[Items listed in a dataset]
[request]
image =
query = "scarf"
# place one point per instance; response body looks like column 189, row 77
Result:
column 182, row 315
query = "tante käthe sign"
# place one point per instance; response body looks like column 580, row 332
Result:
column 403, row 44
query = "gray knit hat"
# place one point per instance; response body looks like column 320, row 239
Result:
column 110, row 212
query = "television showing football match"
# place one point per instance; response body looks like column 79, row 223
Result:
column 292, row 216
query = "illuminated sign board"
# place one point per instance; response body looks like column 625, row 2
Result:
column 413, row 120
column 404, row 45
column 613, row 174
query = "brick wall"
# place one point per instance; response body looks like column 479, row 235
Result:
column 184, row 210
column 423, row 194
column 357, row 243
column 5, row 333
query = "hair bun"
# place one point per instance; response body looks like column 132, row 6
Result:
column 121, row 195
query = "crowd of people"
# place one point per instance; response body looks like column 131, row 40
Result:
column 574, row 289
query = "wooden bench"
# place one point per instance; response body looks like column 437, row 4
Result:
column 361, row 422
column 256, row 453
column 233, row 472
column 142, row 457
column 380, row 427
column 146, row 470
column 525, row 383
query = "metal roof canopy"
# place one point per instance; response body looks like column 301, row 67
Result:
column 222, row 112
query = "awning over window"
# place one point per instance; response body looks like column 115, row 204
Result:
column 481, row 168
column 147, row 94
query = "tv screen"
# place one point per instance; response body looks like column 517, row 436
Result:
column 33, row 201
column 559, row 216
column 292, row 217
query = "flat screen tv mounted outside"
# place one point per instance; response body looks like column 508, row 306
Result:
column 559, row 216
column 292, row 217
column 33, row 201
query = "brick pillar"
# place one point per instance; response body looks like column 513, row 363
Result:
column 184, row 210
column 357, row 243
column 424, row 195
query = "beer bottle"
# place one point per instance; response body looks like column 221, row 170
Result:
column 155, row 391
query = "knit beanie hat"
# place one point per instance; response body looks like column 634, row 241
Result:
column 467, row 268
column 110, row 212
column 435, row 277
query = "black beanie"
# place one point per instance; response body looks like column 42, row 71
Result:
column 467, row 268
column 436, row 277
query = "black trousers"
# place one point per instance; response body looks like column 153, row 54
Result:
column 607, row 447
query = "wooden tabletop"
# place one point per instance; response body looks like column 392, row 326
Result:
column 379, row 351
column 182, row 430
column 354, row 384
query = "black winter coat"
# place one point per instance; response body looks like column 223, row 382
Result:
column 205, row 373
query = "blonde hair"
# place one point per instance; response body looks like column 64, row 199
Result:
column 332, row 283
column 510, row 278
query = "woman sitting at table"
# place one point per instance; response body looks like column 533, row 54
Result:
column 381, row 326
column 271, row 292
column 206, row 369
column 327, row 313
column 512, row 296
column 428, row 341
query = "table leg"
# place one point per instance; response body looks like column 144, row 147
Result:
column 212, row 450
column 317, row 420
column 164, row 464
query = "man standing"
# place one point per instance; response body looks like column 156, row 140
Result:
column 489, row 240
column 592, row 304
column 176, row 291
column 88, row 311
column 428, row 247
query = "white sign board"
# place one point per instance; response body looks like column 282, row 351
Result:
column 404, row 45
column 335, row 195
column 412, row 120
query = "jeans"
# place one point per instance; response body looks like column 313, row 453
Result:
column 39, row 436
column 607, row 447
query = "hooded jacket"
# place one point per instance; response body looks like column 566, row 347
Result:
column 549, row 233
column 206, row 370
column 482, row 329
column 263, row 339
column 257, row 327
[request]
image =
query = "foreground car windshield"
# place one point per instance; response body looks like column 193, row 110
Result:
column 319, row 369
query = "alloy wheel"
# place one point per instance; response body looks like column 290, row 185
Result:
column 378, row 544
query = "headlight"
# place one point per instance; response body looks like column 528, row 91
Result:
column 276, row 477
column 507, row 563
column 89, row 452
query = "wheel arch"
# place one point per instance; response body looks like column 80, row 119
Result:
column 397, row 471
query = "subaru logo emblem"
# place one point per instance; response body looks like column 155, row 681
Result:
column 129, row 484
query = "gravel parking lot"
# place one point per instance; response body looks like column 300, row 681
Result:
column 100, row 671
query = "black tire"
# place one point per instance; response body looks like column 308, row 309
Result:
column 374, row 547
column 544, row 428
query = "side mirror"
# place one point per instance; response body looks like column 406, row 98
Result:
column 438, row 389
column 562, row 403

**Directions:**
Print the rows verbatim, from the very first line down to and including the line that contains "column 525, row 383".

**The completed task:**
[request]
image =
query = "scarf"
# place one point per instance; response body looks like column 189, row 77
Result:
column 182, row 315
query = "tante käthe sign"
# place one point per instance; response body looks like column 580, row 332
Result:
column 403, row 44
query = "gray knit hat"
# place one point per instance; response body looks like column 320, row 239
Result:
column 110, row 212
query = "television showing football match"
# place one point per instance; response body looks like column 79, row 223
Result:
column 292, row 216
query = "illuminated sign board"
# place one point per instance; response body looks like column 625, row 2
Result:
column 413, row 120
column 404, row 45
column 613, row 174
query = "brick wall"
# place one point per instance; response body looks like column 479, row 235
Result:
column 184, row 210
column 423, row 194
column 357, row 243
column 5, row 333
query = "hair bun"
# place one point per instance; response body looks like column 132, row 6
Result:
column 121, row 195
query = "crowd of people"
# place one point per instance; response body looks like column 131, row 40
Result:
column 574, row 289
query = "wooden bench"
# place one point per instance; response body looks like column 437, row 4
Result:
column 361, row 422
column 256, row 453
column 233, row 472
column 142, row 457
column 380, row 427
column 146, row 470
column 525, row 383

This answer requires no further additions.